13 Responses to Spirit and Body

  1. Hans Hansen on October 4, 2004 at 1:09 am

    I know what you mean. Several years ago one of my best friends died suddenly. He was a very gifted musician with three children and his wife expecting (indeed she gave birth to his posthumous daughter just two weeks after the funeral). He had been our ward choir director and I was asked to lead our choir in a medley of his favorite hymns, “Jesus, Savior, Pilot Me” and “Jesus, Lover of My Soul”. It was a very emotional moment for me and I had to direct the music through my tears, but I was comforted by the sweet spirit as it came through the music and the words.

  2. Jack on October 4, 2004 at 12:06 pm

    Jim, In recent years I’ve discovered that my view of the gospel has been quite “anti-materialist”. This may be due to a strong “mystical” strain in my upbringing or a self-centeredness typical of an artist’s disposition (nothing outside of oneself is as real as what is within oneself) or any number of other possiblities including a slight mental disorder.

**WORK INSTRUCTIONS:** Reproduce, word for word, the part of the comment thread that opens with the words containing "I know what" and closes with "and the words.". Work only from the comment thread above.

**DATASET EXTRACT:**

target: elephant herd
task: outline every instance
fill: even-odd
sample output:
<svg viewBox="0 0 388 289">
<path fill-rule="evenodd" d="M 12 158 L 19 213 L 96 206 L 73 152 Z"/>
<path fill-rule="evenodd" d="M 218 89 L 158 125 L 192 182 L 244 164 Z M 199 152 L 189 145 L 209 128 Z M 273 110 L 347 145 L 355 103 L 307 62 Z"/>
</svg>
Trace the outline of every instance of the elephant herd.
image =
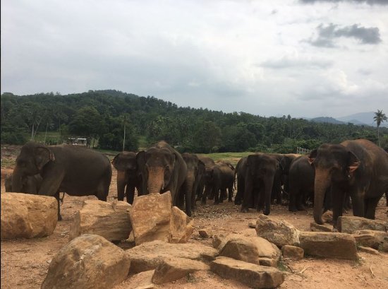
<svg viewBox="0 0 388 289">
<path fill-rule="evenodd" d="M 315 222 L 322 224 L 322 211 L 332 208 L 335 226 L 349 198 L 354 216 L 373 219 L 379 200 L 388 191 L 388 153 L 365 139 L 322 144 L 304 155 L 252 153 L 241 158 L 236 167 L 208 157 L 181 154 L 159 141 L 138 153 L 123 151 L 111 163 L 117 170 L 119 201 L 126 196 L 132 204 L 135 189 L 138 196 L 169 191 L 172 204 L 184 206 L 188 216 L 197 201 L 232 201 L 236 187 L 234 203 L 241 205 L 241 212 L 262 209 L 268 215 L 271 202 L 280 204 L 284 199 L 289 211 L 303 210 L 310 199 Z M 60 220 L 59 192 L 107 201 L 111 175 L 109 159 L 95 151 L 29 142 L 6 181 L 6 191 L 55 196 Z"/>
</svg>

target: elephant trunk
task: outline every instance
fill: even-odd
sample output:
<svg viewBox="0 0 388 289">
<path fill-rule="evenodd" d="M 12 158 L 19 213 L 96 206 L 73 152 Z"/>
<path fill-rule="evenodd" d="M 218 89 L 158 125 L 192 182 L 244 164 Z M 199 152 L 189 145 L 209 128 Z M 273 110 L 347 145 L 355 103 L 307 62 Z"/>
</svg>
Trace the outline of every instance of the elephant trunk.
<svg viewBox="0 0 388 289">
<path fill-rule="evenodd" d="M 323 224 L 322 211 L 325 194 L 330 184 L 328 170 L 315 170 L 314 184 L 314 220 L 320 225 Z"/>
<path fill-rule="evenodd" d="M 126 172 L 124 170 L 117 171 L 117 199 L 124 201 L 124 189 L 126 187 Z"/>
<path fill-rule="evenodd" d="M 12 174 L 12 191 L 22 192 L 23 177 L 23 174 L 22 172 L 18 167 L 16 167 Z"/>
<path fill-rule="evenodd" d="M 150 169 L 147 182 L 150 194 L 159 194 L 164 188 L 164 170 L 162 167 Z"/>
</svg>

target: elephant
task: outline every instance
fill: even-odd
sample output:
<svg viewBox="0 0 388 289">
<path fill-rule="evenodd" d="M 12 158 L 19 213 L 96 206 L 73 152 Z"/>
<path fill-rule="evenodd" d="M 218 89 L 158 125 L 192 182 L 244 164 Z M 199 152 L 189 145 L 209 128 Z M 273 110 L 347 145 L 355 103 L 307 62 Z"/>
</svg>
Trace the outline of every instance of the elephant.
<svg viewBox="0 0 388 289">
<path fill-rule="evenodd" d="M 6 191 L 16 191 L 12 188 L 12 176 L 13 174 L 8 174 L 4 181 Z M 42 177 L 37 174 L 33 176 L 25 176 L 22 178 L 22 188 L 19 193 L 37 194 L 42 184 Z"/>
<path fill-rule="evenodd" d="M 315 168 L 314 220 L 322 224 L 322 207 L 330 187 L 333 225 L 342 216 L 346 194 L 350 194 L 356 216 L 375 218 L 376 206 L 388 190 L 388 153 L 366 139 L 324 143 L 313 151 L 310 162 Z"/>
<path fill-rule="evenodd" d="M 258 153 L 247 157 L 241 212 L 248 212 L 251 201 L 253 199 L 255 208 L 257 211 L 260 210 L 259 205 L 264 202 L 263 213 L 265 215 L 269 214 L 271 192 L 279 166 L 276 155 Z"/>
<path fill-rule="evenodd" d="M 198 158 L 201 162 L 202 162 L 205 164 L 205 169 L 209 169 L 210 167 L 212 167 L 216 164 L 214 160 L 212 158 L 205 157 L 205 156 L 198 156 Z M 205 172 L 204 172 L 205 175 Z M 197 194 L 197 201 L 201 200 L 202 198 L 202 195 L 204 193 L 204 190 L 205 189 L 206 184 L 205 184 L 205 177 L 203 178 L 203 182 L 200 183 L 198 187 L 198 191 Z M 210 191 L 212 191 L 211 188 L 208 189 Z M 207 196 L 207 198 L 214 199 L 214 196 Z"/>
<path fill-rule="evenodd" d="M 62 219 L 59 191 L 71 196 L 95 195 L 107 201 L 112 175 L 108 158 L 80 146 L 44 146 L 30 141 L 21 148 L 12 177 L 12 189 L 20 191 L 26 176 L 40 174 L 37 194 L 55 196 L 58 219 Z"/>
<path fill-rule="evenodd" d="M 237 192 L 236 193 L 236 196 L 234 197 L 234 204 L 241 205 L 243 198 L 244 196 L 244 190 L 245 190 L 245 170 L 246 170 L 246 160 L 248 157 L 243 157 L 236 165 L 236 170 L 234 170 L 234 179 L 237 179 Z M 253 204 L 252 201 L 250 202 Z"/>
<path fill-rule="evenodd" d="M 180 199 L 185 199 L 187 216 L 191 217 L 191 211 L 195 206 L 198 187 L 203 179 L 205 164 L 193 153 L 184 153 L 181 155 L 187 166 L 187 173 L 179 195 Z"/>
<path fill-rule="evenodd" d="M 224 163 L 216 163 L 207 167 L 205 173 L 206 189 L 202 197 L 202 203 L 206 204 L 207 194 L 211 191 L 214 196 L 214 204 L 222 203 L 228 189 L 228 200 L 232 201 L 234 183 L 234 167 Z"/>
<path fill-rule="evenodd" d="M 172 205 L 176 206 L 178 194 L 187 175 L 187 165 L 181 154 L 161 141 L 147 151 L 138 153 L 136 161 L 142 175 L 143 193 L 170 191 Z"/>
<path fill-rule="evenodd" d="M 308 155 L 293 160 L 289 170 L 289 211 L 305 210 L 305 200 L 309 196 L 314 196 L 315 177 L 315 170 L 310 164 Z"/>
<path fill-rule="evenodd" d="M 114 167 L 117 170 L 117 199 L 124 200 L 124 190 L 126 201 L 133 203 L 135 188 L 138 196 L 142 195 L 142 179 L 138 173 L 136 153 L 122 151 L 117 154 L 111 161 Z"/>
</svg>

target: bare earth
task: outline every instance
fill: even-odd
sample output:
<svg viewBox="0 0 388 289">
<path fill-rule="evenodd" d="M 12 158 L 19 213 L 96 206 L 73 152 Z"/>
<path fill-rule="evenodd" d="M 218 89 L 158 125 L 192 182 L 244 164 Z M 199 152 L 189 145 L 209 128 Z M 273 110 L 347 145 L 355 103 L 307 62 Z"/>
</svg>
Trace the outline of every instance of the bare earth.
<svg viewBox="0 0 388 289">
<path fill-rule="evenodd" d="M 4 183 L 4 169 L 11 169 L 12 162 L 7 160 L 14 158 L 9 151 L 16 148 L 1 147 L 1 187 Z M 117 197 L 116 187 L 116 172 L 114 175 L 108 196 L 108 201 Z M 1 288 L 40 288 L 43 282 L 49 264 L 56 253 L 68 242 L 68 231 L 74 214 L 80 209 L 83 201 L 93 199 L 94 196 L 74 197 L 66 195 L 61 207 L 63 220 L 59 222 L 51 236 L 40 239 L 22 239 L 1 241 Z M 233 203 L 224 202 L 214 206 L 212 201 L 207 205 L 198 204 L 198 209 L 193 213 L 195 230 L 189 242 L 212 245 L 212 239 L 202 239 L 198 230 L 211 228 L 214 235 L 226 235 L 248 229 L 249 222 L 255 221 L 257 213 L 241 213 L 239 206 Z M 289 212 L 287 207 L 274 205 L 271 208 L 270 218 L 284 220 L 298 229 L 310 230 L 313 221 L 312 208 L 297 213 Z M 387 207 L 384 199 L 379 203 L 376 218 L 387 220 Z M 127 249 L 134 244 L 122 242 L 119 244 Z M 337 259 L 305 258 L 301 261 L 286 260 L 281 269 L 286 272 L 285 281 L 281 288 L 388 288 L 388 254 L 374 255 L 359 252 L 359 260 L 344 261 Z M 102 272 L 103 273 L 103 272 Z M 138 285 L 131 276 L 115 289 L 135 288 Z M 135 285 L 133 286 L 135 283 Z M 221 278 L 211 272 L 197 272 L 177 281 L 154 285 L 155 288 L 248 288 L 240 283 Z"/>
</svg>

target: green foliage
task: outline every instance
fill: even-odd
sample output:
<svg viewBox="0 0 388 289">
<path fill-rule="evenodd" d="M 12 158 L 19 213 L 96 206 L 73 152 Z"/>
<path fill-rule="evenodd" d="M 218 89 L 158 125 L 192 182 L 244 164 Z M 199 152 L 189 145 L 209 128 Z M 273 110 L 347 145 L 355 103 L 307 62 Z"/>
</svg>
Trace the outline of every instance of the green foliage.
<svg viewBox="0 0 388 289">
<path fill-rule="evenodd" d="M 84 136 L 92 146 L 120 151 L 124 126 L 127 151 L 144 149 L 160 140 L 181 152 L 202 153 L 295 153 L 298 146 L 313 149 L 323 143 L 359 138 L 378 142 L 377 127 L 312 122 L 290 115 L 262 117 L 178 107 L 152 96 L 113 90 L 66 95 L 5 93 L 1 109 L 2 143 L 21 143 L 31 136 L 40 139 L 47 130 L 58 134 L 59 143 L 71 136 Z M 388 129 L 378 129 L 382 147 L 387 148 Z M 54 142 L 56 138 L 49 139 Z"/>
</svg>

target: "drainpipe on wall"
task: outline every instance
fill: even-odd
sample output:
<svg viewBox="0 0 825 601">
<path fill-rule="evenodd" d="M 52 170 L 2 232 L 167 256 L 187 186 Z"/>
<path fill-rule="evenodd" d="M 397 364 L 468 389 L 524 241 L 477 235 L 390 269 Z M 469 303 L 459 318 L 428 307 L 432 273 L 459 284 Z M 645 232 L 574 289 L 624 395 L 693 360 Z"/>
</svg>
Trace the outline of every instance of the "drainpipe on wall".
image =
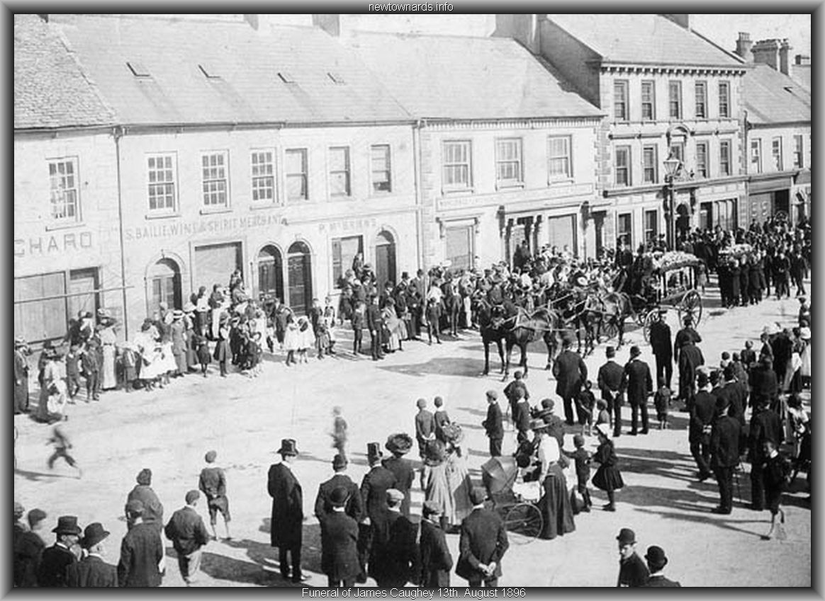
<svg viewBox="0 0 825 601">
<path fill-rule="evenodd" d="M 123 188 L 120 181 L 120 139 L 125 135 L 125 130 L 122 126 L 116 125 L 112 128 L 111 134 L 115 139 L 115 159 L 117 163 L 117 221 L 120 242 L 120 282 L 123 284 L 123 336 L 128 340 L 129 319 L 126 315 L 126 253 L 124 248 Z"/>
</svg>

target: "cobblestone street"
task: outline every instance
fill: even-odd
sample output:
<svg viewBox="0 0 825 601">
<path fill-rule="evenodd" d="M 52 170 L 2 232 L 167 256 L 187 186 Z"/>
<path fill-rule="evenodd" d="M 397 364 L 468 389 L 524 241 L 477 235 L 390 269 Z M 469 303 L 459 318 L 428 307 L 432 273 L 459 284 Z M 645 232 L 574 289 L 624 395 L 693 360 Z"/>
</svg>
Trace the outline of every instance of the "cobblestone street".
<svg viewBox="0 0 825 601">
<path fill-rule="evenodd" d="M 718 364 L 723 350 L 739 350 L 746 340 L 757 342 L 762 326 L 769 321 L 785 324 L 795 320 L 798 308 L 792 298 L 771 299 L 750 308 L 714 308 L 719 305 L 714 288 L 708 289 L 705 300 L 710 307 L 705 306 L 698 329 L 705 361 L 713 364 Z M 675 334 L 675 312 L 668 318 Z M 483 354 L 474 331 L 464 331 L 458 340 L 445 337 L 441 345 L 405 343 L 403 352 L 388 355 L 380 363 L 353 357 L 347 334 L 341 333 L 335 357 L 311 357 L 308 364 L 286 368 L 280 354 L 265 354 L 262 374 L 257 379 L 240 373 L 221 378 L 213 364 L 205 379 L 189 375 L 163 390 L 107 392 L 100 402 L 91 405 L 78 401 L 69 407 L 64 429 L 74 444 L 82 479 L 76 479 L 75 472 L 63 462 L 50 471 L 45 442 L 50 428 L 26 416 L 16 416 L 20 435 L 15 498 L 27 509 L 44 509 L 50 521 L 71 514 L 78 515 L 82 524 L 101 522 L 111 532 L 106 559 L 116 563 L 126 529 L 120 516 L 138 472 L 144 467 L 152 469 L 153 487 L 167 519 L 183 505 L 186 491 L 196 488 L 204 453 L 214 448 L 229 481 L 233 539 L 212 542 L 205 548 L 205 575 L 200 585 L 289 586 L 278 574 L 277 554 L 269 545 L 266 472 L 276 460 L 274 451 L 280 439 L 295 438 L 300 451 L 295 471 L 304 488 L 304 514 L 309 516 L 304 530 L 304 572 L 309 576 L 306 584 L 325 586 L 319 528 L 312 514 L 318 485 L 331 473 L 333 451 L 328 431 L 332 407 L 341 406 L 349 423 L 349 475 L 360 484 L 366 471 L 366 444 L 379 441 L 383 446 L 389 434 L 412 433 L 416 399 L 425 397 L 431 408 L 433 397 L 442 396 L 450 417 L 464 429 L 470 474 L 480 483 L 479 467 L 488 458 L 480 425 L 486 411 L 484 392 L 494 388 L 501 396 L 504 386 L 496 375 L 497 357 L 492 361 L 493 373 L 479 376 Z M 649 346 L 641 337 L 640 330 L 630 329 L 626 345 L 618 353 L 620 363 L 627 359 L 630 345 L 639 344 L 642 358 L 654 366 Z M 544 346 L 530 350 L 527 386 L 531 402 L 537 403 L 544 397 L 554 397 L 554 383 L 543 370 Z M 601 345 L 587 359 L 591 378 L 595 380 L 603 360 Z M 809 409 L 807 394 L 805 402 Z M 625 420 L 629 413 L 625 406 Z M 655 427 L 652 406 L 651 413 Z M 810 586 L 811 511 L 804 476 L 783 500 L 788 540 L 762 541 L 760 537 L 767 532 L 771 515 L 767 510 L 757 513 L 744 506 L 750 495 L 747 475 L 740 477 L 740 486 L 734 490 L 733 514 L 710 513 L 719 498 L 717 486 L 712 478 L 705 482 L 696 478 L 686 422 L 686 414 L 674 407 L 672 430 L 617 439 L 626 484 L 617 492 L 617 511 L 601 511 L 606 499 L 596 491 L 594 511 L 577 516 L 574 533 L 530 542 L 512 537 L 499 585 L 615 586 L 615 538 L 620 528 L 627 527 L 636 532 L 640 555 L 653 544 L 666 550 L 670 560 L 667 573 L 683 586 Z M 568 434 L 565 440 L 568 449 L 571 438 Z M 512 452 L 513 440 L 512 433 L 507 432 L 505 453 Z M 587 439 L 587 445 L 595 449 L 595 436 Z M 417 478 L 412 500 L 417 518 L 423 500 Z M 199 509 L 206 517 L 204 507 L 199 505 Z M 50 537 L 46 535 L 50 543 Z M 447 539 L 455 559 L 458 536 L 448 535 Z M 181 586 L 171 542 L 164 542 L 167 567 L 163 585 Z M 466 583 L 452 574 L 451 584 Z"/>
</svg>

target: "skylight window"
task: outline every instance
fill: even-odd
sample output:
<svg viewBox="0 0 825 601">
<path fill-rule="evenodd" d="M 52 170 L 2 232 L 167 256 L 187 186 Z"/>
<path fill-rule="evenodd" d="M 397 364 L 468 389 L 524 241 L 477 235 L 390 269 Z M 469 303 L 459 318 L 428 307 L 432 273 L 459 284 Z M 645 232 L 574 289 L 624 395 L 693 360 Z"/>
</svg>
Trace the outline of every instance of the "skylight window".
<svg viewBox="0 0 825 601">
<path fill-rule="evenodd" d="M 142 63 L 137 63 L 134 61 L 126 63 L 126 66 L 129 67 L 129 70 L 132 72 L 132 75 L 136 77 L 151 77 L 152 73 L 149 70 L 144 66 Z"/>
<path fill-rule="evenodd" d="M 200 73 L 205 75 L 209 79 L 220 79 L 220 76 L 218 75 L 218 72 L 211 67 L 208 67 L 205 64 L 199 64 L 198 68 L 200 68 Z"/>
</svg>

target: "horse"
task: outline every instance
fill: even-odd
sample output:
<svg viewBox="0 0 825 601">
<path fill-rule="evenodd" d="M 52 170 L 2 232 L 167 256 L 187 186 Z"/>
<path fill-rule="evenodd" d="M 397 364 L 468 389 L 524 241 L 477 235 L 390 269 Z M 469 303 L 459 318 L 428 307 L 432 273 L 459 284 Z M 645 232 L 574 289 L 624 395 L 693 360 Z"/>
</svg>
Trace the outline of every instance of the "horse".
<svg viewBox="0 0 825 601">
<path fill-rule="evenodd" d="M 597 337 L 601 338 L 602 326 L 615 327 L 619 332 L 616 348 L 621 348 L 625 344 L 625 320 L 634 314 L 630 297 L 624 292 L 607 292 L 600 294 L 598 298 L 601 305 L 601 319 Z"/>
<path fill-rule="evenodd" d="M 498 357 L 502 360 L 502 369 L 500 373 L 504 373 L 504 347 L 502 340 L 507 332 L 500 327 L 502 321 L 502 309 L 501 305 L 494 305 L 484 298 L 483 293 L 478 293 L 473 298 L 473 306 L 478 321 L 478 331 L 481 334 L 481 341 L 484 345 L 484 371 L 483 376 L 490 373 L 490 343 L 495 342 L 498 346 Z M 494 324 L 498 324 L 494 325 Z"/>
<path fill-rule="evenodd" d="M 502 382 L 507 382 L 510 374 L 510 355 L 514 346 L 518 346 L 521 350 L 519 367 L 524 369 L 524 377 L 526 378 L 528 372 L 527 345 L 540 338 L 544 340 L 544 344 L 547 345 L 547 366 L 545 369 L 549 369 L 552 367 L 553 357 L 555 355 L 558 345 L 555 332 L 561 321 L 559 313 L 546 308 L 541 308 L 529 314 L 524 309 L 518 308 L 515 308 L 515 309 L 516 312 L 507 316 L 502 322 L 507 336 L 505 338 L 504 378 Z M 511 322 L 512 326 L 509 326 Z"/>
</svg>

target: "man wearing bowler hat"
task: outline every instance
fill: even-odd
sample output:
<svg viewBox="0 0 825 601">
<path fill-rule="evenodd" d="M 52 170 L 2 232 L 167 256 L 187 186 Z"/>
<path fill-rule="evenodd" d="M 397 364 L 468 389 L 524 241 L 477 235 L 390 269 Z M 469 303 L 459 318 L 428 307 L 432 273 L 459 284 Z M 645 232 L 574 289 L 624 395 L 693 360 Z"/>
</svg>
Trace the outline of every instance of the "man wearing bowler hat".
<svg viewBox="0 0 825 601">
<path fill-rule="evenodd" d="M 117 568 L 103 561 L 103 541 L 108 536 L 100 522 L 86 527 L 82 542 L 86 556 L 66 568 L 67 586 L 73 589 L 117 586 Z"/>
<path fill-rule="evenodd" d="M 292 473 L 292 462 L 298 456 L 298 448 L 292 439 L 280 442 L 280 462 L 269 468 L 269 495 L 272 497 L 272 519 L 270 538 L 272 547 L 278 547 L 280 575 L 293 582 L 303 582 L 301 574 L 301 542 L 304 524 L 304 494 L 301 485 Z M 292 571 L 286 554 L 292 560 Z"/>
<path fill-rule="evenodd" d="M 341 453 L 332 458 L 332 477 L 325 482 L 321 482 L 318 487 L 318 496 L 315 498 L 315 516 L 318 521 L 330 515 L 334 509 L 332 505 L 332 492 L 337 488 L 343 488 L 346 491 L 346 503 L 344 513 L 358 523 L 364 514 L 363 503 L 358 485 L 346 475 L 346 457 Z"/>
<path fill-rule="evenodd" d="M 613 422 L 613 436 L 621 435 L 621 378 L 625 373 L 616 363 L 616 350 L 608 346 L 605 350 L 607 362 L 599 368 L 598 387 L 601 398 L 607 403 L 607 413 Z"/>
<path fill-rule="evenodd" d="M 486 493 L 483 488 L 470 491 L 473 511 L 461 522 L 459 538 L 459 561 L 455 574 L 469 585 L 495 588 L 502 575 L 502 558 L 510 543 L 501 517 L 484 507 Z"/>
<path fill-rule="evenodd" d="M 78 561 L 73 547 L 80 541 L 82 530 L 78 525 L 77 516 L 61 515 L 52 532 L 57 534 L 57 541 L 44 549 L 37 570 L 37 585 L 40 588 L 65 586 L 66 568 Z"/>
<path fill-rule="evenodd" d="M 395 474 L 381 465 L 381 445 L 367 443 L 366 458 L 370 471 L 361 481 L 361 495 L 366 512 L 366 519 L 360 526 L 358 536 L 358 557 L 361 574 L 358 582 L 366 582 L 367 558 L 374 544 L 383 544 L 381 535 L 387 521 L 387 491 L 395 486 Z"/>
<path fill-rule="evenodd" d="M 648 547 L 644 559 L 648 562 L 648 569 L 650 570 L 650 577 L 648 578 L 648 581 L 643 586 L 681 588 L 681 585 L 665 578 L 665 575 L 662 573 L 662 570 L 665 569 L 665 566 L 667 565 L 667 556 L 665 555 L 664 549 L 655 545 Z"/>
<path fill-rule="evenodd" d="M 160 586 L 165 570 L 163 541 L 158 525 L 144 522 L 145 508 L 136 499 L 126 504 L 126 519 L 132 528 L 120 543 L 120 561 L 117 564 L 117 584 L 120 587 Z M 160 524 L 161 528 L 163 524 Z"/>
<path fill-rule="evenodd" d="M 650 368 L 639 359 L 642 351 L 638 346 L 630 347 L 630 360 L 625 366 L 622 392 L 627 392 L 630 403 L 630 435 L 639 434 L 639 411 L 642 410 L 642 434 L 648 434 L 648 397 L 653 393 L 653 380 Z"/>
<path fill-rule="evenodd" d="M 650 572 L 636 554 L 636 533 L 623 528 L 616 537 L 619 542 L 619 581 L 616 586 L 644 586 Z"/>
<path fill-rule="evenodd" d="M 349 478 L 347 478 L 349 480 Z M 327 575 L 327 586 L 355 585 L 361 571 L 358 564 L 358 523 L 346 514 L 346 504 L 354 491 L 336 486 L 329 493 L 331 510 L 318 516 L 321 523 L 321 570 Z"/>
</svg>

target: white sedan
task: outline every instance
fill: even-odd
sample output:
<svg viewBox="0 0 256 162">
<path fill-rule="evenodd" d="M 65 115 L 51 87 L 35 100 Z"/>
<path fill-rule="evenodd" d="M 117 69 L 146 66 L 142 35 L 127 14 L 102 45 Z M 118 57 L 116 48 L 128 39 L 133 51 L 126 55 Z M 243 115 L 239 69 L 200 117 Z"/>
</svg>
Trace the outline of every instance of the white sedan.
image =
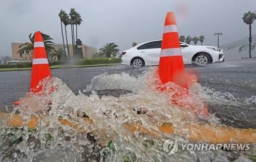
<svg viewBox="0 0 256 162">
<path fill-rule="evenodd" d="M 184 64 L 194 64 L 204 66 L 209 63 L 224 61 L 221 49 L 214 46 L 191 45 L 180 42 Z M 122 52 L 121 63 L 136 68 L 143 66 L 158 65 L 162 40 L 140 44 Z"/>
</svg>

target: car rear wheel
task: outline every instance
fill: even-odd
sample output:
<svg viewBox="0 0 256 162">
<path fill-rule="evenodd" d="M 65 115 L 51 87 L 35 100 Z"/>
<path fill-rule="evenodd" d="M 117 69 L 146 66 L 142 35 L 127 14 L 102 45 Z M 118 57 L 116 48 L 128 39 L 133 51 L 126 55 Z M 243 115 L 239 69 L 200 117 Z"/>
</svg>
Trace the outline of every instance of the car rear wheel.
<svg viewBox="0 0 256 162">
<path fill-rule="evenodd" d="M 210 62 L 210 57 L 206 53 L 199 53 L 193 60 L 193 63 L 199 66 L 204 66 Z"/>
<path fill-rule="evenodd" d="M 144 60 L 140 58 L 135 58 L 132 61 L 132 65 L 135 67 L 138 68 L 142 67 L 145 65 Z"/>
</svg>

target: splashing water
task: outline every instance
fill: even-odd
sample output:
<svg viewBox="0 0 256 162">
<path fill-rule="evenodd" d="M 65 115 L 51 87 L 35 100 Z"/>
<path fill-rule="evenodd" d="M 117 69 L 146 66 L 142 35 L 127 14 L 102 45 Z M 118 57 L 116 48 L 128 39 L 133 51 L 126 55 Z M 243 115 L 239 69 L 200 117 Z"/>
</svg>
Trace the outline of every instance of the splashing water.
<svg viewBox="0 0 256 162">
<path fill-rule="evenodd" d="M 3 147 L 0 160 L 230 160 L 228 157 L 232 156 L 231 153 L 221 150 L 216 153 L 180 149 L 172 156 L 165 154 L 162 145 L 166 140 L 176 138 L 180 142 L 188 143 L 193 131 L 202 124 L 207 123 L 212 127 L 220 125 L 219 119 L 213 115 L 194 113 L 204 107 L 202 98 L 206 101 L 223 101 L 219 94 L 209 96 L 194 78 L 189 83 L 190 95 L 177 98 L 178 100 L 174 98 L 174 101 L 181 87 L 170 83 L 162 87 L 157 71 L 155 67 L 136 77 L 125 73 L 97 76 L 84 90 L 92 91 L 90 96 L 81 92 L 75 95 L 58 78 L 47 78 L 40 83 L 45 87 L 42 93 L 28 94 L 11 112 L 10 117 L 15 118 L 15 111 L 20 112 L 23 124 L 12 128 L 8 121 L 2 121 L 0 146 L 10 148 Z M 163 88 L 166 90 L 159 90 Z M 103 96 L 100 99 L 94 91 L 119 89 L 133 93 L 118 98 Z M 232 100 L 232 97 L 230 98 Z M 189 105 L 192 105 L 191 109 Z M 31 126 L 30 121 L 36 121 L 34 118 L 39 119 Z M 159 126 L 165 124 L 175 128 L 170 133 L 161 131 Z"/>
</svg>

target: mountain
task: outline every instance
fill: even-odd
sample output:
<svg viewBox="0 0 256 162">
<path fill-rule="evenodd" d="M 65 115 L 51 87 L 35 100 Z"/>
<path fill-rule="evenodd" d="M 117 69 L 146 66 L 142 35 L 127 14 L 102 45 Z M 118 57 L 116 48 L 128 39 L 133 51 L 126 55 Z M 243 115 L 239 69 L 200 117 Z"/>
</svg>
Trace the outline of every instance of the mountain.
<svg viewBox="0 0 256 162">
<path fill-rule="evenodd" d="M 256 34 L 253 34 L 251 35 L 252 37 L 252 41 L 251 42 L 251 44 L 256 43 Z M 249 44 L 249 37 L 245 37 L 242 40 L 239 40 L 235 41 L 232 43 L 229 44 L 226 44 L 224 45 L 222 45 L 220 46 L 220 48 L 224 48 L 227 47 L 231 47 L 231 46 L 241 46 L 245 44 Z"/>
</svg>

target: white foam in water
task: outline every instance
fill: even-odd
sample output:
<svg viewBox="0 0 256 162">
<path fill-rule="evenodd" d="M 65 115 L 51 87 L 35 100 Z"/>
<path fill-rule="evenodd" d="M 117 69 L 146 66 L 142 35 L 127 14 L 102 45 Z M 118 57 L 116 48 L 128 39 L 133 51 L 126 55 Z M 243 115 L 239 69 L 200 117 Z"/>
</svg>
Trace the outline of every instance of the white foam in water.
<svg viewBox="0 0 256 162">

**FINAL RESULT:**
I know what you mean. Several years ago one of my best friends died suddenly. He was a very gifted musician with three children and his wife expecting (indeed she gave birth to his posthumous daughter just two weeks after the funeral). He had been our ward choir director and I was asked to lead our choir in a medley of his favorite hymns, “Jesus, Savior, Pilot Me” and “Jesus, Lover of My Soul”. It was a very emotional moment for me and I had to direct the music through my tears, but I was comforted by the sweet spirit as it came through the music and the words.